= Instruction 1 =
Gather every line of the rows that contains the word "bird". Case counts.

= Page =
▼
# OSBA Fall Convention November 1st. - Michael Palmer and Sue Cobey



## tarheit (Mar 26, 2003)

The Ohio State Beekeepers Association is holding its annual Fall Conference at Tolles Career & Technical Center in Plain City, Ohio. Based on past attendance, and the central Ohio location, we anticipate attendance of over 300 beekeepers. Our powerhouse line-up of guest speakers include: Sue Cobey, Mike Palmer, Reed Johnson, Dr. Jim Tew. Tolles, Denise Ellsworth, Lowell Lufkin and John Grafton.

Career & Technical Center is our continuing meeting location for our Fall Conference. This location is easily accessible, and offers easy access parking, large classrooms, large room for lunch and a huge hall for vendors. This facility enhances the conference experience for participants and vendors and will provide a location where we can continue to grow. We are also excited to include honey judging this year at the OSBA Fall Meeting. Enter your honey and win bragging rights for your honey! Based on past attendance, and central we expect over 300 beekeepers. Several vendors will also be there with a variety of bee supplies for sale. 

See http://www.ohiostatebeekeepers.org/fc for more information.

Registration is now open and is quickly filling up.


----------



## sqkcrk (Dec 10, 2005)

Nice lineup of speakers. Wish I could be there.


----------



## tarheit (Mar 26, 2003)

We have an update on vendors. If you have a big order, be sure to contact them so you can pick it up at the conference and save on shipping.

Dadant
Brushy Mountain
Mann Lake
Mel Disselkoen
Blue Sky Bee Supplies
Simpsons Bee Supplies.
▲
(Pointing dataset rows)
▼
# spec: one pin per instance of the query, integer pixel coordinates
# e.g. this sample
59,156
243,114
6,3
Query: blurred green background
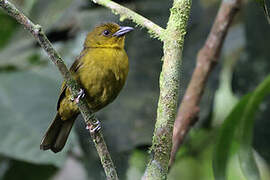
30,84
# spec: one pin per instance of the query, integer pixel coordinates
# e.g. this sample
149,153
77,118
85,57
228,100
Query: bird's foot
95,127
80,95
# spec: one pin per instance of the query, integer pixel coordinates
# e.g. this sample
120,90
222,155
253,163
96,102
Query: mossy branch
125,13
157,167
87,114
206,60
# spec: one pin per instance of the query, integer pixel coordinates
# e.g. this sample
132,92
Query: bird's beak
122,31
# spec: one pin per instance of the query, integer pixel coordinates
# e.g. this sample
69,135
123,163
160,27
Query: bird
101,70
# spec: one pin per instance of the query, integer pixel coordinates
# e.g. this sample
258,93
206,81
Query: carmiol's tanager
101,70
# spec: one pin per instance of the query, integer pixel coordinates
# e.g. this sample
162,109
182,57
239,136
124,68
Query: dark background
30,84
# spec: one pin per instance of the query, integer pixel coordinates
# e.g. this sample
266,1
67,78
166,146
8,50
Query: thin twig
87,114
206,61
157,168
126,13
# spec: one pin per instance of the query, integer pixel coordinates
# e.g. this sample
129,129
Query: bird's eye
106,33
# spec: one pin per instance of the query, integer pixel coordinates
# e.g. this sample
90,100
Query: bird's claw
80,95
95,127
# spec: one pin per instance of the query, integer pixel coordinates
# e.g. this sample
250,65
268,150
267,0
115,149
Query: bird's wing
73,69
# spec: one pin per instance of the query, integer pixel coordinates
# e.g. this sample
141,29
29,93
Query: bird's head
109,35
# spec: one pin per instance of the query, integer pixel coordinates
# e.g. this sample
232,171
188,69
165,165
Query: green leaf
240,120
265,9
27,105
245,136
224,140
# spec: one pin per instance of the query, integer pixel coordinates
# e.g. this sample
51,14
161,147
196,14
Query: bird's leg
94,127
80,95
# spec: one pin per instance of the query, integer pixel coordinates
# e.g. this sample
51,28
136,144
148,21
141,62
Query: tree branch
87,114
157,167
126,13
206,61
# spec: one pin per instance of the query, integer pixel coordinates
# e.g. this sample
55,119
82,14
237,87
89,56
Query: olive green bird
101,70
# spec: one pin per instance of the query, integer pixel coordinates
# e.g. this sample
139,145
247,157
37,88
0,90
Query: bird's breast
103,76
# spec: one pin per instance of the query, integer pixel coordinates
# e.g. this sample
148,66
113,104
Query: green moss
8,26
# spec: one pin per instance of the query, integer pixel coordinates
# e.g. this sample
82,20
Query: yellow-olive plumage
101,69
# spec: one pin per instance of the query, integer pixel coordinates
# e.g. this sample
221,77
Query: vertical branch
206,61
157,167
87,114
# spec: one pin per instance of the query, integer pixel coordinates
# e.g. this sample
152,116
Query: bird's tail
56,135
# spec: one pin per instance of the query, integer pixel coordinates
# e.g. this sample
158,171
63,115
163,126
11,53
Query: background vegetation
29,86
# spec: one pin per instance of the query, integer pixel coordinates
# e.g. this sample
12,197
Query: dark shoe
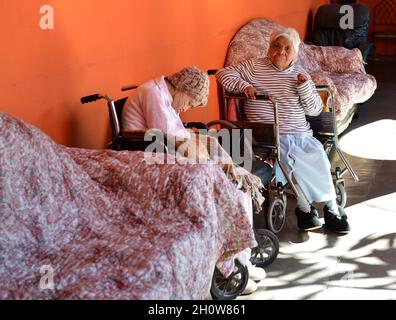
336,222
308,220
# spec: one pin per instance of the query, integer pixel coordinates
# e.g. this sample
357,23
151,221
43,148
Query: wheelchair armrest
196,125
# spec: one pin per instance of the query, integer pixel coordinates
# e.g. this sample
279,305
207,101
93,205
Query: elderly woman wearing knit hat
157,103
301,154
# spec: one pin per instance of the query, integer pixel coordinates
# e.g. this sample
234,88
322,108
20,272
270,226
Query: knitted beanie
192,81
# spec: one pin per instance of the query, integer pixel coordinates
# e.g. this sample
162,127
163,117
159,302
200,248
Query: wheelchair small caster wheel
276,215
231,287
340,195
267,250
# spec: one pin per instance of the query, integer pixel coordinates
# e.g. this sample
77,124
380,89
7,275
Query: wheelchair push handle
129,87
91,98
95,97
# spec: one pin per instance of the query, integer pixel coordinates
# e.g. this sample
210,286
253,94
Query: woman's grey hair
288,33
▲
= Instruction 2 =
Answer these questions from the beekeepers' conference thread above, one per line:
(a) In what facility and town is the Fall Conference held?
(b) How many beekeepers are expected to attend?
(c) Why should someone with a big order contact the vendors?

= Answer 1 =
Query: bird's foot
Query: bird's beak
Query: bird
Query: bird's eye
Query: bird's claw
Query: bird's wing
Query: bird's head
Query: bird's leg
Query: olive green bird
Query: bird's breast
Query: bird's tail

= Answer 2 =
(a) Tolles Career & Technical Center in Plain City, Ohio.
(b) Over 300.
(c) So they can pick the order up at the conference and save on shipping.